- **RECORDS SHOWN**:
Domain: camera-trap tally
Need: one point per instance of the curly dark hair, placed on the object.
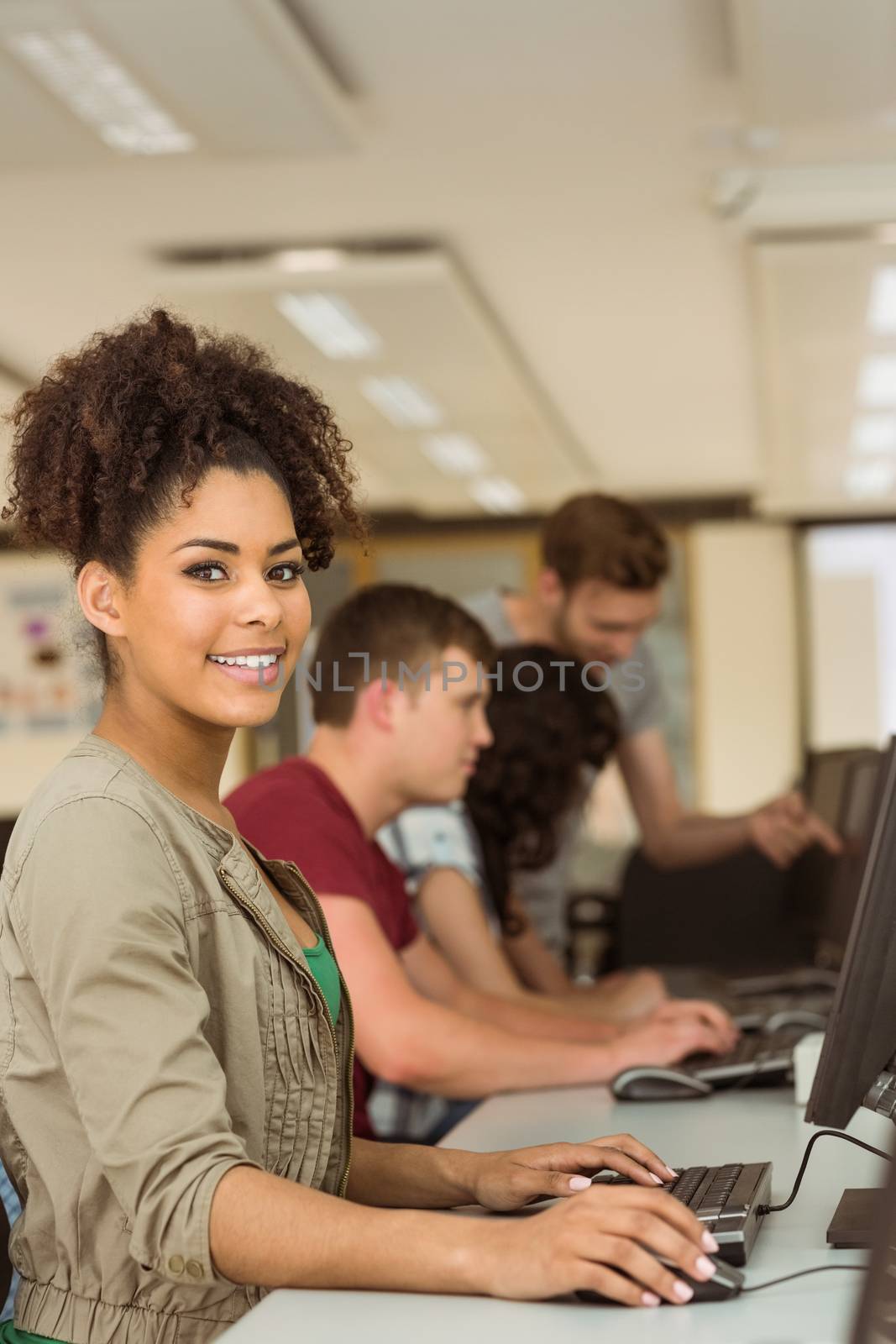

* * *

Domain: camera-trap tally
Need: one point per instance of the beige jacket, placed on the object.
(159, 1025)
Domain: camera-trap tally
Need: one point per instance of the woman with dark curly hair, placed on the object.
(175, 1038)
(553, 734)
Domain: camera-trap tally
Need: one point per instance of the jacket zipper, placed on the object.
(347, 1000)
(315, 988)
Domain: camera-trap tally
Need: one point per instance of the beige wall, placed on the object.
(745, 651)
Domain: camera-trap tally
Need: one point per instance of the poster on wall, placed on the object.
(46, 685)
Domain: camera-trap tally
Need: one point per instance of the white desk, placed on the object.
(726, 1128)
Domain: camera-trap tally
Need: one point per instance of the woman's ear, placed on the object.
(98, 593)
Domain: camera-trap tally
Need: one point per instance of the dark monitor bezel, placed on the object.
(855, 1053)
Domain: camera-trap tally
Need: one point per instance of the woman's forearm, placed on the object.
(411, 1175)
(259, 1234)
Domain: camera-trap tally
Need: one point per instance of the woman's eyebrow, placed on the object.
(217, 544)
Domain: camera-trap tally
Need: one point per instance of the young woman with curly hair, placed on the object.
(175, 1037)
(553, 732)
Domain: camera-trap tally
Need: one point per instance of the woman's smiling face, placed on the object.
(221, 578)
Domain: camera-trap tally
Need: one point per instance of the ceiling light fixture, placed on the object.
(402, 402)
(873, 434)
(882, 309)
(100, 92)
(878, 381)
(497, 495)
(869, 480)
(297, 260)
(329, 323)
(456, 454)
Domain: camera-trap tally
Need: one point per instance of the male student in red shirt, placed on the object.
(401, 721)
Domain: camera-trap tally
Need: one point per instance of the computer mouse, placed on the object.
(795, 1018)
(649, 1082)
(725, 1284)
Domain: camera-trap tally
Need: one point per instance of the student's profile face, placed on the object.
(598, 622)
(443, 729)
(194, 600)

- **EXERCISE**:
Extract every line of the entries above that contains the string "jacket", matching case exactly.

- **EXPECTED ANSWER**:
Need: one point per instance of the beige jacket, placed on the object.
Need: one point per instance of the jacket zipper, placed on the object.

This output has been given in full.